Task statement: Reproduce each of the items below word for word, with no changes. Leave the pictures out of your copy.

========

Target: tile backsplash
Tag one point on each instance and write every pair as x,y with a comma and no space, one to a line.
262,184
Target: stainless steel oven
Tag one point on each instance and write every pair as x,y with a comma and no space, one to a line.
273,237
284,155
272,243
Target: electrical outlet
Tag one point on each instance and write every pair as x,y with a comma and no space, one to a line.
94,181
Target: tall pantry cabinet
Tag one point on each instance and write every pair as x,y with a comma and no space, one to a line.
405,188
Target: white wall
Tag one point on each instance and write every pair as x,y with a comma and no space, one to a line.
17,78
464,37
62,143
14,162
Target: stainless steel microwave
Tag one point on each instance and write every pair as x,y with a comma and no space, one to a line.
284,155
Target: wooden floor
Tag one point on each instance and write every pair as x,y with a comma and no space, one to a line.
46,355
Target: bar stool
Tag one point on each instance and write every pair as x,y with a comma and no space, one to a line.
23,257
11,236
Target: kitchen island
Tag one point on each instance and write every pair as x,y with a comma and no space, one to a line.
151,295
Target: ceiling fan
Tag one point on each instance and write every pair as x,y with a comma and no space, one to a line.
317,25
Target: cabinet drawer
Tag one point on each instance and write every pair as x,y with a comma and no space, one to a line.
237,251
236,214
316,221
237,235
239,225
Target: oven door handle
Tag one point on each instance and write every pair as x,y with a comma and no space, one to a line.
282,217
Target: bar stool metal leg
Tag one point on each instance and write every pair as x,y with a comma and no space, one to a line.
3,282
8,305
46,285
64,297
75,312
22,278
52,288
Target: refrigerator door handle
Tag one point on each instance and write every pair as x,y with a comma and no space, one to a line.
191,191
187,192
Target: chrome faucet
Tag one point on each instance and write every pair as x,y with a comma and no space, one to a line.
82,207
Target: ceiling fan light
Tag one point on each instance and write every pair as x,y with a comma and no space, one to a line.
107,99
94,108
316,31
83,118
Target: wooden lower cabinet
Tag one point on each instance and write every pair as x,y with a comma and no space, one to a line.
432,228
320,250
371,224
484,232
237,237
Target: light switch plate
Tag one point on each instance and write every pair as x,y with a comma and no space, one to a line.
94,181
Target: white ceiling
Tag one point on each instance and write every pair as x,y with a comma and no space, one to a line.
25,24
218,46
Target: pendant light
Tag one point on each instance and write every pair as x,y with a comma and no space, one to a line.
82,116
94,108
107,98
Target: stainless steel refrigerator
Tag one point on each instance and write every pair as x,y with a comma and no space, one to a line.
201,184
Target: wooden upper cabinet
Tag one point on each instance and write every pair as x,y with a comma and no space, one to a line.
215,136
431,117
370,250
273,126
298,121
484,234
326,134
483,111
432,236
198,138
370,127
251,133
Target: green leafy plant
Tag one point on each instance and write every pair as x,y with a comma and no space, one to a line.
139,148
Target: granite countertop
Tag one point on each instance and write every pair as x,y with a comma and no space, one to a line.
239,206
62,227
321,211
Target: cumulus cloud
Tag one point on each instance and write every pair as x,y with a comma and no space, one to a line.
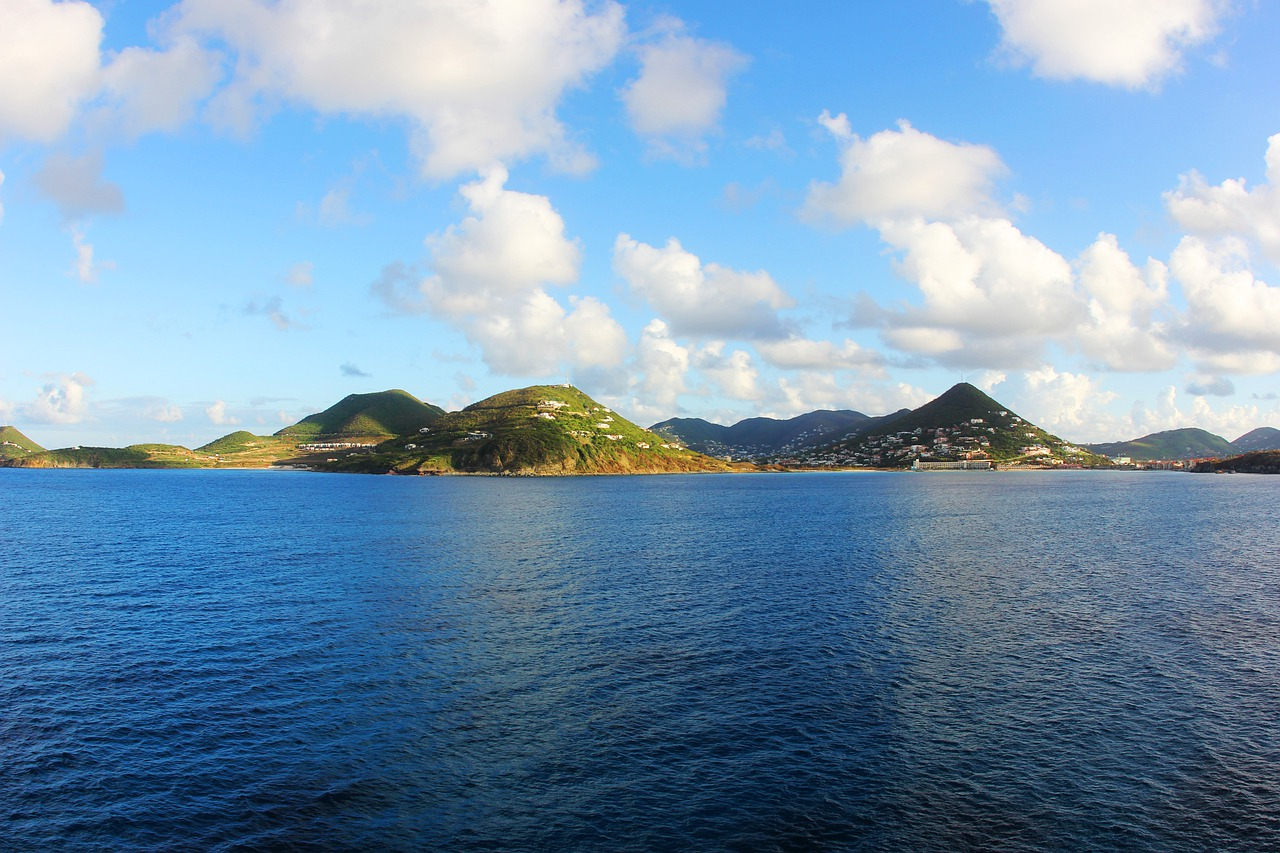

========

Correct result:
Target: tile backsplash
Tag one point on each instance and write every pair as x,y with a comma and no space, one to a line.
262,184
Target: stainless steel oven
Tag one point on each instance and write every pair as x,y with a comma and no space, one to a line.
273,237
284,155
272,243
Target: electrical outlet
Tag one point on each instance and write every pair as x,y with a comma and no space, one to a line.
94,181
Target: tall pantry cabinet
Tag one point on each instance and write every pair as x,y with a comma and no space, one to a line.
405,188
Target: white wall
Tag one point on each instance and write every pair as x,y with a comma and no space, one to a line.
17,78
464,37
62,143
14,162
Target: stainless steel microwave
Tag one point on each instance and write every pair as x,y with a comma and no space, one to a line.
284,155
Target: wooden floor
Tag one point on each instance and write every pair as x,y with a comma and no space, one to a line.
46,355
Target: bar stool
Tag one point on each instance and write every pair as x,y with a comma and no space, one to a line.
23,257
11,236
Target: kitchen island
Tag one point on each instance and write every pair as x,y with a comma and no space, one to a line.
151,295
Target: ceiling fan
Tag one point on each instance and write every pair as x,y with a comma and no space, one to a line.
317,25
Target: cabinet drawer
Tag one point on each instance and write every pair as x,y with a comma and no space, one to a line.
237,251
236,214
316,221
237,235
239,225
Target: oven door handle
Tag one point on each instance and write every pair as x,y with a comma and no space, one to a line.
282,217
Target: bar stool metal leg
Tag one point on each instance and write every pair as x,y with a comma and no space, one to a line.
3,282
8,305
46,285
64,297
75,312
22,278
52,288
Target: refrigerator door handle
Tag one point on each instance and write every pair as x,y with a comma and no space, one to a line.
191,191
187,192
Target: chrome faucet
Tag one point on each instance and write every pair as x,y with a comma and no space, one to a line.
82,207
Target: ceiling fan light
Tag one point on each instance and write every pair as x,y with a comma and no space, one to a line.
107,99
94,108
316,31
83,118
Target: wooden lower cabinet
Tag one point on each instance and write every pair as x,y with a comma and no space, one to a line.
432,228
320,250
371,224
484,232
237,237
Target: light switch plate
Tag one point on each instance and write every pair as x,y with a comma and no space, one to a line.
94,181
Target: white ceiling
Tag one point on each instance and write every pair as x,y with a comma and no space, one to a line.
25,24
218,46
Target: pendant light
Tag one point on each instance and write every pair as x,y with a comma and no space, one to a line.
82,116
94,108
107,98
Target: stainless steel refrigerator
Tag one point on each instance and write every pair as x,y with a comma and no space, one to a line.
201,184
Target: wooden upper cabinet
Tag one point on each instance and write every pair as x,y with a comma and no space, one to a line.
215,136
431,117
370,250
273,126
298,121
484,234
326,134
483,111
432,236
198,138
370,127
251,133
Target: green leafy plant
Tag one point on each instance and write every pair as x,y with a comma and no space, one to a line.
139,148
Target: granite countertop
Tag one point on each instance and write every pair as x,y with a comma and no space, one to a line.
239,206
62,227
321,211
Target: cumulus cloud
Tag one point on each instance and write every pair as x,y with a comma and no space, one to a line.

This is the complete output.